#### Records shown:
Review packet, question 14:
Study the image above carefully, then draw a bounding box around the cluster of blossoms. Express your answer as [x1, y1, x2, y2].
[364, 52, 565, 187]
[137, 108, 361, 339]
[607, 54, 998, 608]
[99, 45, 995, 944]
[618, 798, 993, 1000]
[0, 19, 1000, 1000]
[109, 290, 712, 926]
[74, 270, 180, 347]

* * *

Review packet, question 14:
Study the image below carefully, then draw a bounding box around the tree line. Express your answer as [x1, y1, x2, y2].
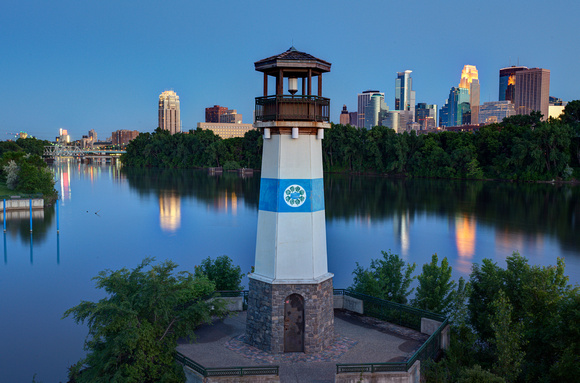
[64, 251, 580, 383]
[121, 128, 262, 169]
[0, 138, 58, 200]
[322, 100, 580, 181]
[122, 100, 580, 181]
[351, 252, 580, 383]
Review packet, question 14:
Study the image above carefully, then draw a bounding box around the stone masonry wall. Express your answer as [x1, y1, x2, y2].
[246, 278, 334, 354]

---

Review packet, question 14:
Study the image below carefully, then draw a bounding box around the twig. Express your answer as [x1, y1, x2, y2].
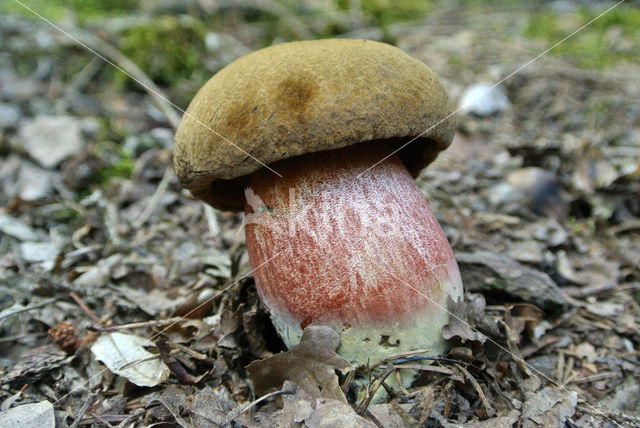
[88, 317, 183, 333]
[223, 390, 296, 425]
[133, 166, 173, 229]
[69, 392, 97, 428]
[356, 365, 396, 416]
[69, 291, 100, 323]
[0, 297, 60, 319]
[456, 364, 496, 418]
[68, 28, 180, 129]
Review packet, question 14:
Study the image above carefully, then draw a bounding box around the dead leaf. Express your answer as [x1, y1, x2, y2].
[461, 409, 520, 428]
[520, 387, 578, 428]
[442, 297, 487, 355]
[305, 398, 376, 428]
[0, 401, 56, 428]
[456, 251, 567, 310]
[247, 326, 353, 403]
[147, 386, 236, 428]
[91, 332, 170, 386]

#### Do this:
Report every line above that contains the string "around", copying each such line in full. Case counts.

#### Task solution:
Study the image above carefully, then draw a bounding box around the cluster of blossoms. Express your answer as [x1, y1, x2, y2].
Study the image below carefully, then draw a bounding box around the tree line. Express your answer as [x1, y1, x2, y2].
Study the image above carefully, then draw a bounding box around the stone masonry wall. Express your answer as [x1, y1, x2, y2].
Study the image below carefully, then draw a bounding box around the twig. Express your answer as [x1, y1, x2, y2].
Study the image above carefully, then draw a bounding box around the dead leaf. Express your answer as [x1, y1, x2, y2].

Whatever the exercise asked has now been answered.